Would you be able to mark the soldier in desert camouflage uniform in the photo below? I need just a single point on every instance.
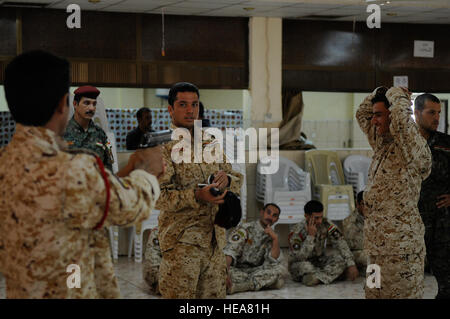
☆ ☆ ☆ ☆ ☆ ☆ ☆
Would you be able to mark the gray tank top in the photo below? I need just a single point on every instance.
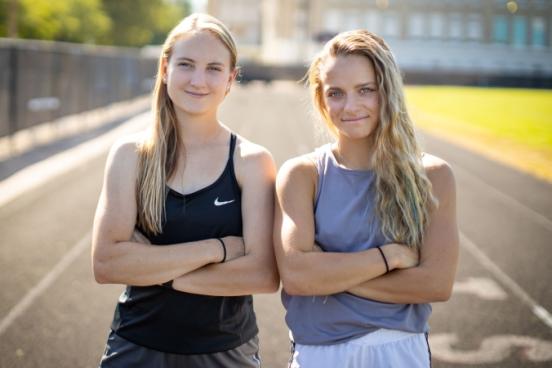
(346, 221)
☆ ☆ ☆ ☆ ☆ ☆ ☆
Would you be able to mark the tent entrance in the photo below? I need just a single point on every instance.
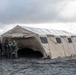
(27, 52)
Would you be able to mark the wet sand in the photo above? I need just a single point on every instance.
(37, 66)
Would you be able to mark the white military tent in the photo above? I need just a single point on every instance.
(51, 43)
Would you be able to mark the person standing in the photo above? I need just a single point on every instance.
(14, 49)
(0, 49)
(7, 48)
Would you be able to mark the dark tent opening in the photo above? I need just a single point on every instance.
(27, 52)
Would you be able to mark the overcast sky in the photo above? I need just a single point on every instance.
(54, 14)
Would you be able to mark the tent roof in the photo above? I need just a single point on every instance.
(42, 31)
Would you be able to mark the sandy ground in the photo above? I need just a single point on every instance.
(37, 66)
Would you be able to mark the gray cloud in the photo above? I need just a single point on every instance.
☆ ☆ ☆ ☆ ☆ ☆ ☆
→ Task description: Rewrite the part of the data that opens with the line containing "Would you be able to mark the sandy" and closes with the line containing "Would you be able to mark the gray cloud", both of those lines included, keeping every line in it and multiplying each point coordinate by 0.7. Round each product to a whole number, with halves going up.

→ Answer to this task:
Would you be able to mark the sandy ground in the photo above? I need just a single point on every instance.
(26, 46)
Would you be able to mark the gray cloud in the photo above? I need just a single point on every instance.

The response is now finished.